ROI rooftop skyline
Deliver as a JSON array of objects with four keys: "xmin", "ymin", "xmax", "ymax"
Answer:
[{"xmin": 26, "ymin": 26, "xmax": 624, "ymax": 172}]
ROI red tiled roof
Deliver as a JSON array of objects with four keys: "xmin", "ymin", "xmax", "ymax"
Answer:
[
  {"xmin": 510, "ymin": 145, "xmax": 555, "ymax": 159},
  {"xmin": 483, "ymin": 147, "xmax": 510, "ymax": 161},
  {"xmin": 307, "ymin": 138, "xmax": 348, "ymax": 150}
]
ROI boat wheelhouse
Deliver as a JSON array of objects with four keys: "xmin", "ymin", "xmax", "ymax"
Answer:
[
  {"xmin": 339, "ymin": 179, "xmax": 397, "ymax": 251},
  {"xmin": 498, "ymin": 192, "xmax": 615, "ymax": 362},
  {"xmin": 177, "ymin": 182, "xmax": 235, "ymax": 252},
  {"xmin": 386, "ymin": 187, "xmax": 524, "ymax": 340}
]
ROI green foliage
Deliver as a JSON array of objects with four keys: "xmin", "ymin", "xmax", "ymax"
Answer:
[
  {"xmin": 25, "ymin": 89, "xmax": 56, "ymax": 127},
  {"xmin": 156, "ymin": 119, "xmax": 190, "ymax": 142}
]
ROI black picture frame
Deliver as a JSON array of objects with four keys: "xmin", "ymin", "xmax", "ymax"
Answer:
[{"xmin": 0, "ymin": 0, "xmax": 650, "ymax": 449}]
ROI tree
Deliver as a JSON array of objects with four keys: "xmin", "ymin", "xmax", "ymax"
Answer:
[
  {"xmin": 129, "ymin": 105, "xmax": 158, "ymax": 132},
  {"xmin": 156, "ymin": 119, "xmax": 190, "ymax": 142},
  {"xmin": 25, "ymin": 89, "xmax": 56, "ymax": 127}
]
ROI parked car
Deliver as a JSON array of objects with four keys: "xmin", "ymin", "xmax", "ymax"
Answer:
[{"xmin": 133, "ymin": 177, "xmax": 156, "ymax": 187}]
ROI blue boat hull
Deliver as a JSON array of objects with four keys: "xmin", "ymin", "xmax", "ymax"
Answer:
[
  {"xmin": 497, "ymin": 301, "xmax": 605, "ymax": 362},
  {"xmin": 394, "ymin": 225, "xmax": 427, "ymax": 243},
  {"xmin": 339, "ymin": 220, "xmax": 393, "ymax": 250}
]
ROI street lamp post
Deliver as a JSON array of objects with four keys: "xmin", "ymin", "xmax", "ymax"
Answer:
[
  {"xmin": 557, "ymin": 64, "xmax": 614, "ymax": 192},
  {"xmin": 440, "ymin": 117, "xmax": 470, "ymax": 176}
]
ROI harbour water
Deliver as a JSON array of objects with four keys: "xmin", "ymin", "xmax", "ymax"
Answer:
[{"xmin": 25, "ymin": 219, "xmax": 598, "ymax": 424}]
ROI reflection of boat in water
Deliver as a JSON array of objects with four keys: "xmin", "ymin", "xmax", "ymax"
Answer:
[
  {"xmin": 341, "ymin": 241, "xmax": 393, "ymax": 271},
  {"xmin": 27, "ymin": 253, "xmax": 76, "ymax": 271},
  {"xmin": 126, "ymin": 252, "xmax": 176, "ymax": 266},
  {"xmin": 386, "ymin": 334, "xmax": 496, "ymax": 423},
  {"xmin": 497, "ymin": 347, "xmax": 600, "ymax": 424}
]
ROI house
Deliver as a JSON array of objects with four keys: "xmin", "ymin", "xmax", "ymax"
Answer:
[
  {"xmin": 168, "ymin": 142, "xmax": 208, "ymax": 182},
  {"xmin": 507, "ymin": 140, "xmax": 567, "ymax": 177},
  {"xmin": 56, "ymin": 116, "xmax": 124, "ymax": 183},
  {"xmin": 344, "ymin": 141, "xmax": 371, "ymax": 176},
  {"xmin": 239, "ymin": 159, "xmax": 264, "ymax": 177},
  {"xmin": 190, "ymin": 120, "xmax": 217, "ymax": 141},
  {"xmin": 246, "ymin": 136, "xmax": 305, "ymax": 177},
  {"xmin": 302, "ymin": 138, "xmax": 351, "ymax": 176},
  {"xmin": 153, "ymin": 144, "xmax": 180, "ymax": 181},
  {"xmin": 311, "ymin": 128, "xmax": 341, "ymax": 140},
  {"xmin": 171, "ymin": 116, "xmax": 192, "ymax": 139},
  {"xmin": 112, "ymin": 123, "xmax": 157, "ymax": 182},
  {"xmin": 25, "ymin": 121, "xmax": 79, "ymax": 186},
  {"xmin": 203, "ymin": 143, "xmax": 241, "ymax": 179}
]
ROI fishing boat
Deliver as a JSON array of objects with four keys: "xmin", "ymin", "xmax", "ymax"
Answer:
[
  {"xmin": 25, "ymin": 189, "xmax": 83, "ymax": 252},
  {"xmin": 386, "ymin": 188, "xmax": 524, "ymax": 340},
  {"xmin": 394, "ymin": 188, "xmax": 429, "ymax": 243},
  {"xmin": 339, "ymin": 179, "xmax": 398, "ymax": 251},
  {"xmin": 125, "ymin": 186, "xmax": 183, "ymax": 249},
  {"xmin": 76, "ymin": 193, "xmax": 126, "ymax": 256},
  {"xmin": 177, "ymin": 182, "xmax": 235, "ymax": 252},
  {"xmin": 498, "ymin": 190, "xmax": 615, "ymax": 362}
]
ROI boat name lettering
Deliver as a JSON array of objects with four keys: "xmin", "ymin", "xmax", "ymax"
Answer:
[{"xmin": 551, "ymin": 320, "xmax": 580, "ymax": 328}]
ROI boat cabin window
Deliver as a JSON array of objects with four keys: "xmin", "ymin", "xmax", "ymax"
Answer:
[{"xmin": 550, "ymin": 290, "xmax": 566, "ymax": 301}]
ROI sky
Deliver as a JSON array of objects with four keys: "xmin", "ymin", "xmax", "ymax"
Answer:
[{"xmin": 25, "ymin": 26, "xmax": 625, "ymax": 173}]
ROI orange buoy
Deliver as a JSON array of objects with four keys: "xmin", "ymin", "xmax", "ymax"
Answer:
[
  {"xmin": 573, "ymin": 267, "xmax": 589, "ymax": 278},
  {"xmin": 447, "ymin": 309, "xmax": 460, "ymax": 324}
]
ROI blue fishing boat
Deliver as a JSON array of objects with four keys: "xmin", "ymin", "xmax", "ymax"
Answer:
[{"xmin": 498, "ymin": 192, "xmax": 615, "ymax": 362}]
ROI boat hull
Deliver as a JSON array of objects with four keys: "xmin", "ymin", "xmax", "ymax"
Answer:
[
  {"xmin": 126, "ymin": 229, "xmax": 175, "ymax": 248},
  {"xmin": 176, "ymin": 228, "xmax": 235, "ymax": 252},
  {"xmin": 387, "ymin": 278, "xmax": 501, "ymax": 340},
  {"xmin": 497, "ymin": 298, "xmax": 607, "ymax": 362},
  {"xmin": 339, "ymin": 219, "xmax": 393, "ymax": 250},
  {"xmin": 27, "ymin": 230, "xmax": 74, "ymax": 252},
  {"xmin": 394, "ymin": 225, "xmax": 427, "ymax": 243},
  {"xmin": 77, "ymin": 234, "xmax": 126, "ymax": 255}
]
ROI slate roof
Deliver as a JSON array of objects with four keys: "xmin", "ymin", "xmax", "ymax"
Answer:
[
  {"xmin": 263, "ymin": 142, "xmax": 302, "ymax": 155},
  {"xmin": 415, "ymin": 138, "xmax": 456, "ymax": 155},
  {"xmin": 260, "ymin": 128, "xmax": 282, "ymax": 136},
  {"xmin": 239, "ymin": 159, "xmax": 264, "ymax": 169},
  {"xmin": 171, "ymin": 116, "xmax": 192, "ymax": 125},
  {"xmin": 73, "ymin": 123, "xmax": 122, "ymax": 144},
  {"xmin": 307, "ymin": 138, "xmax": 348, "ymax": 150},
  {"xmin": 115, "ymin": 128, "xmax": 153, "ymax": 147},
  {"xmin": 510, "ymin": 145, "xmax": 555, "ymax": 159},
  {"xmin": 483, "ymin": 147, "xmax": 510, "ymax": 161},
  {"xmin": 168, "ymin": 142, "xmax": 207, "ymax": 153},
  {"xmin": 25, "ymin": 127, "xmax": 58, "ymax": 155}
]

━━━━

# [WHAT THE TASK REQUIRES]
How many lines in the records above contain the word "blue"? Reply with the number only.

# [EXERCISE ANSWER]
2